:: Material supplied ::
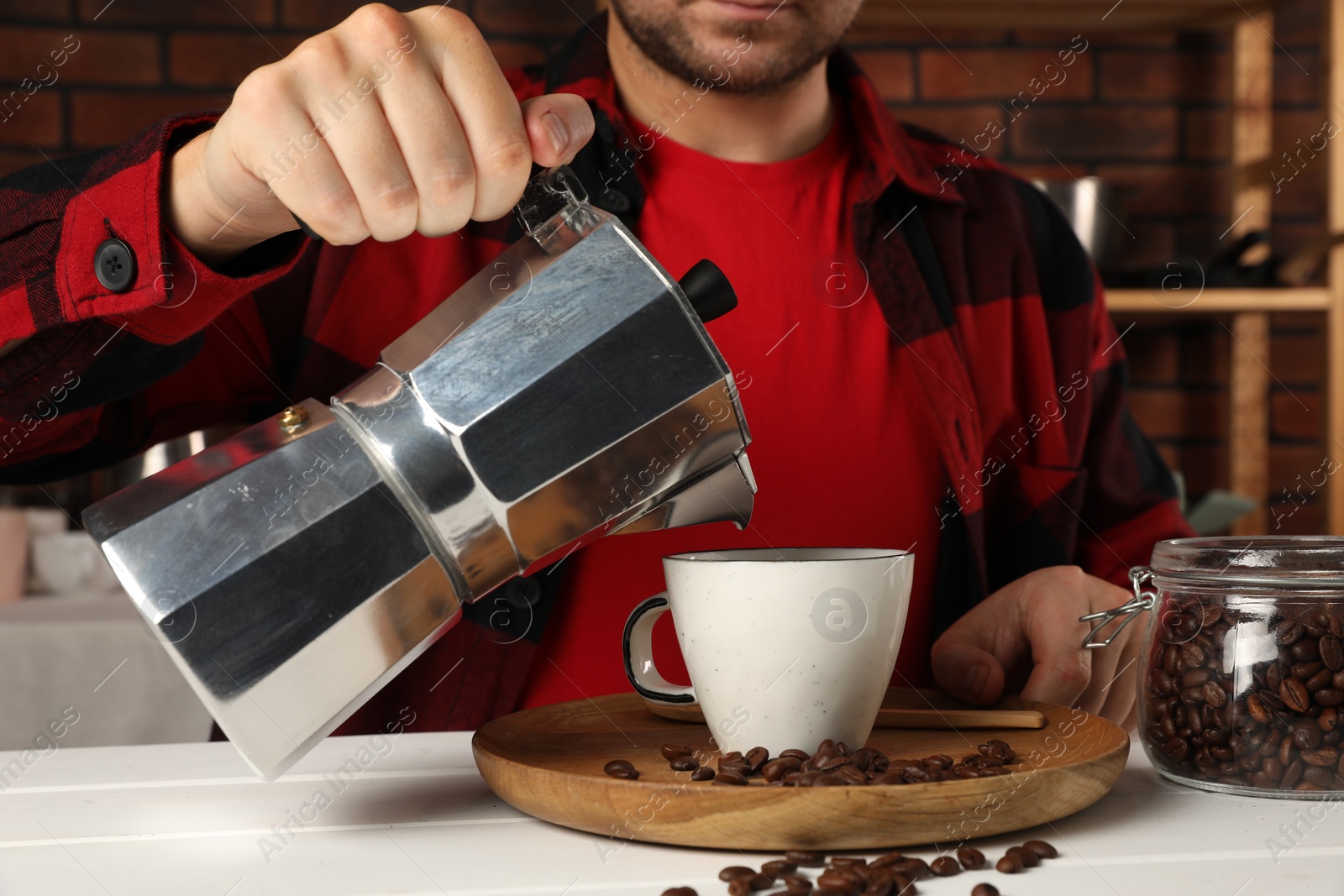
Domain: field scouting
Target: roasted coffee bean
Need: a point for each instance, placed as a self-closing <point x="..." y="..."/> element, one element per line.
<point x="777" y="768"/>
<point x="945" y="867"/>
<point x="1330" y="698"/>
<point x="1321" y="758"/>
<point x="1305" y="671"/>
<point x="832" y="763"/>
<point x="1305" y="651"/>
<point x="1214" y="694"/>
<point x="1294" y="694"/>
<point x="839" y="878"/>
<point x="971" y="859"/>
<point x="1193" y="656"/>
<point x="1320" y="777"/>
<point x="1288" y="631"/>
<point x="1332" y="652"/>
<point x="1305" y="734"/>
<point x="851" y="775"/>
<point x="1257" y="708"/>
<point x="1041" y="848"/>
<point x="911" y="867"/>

--

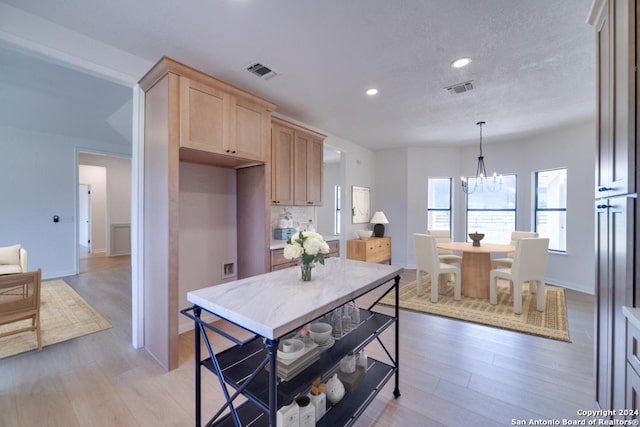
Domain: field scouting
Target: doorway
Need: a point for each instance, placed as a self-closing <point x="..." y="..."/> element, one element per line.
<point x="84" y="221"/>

:: Aim of the exercise ::
How many lines in the items above contain the string "Target"? Case counts. Reply with the number only.

:: Response below ::
2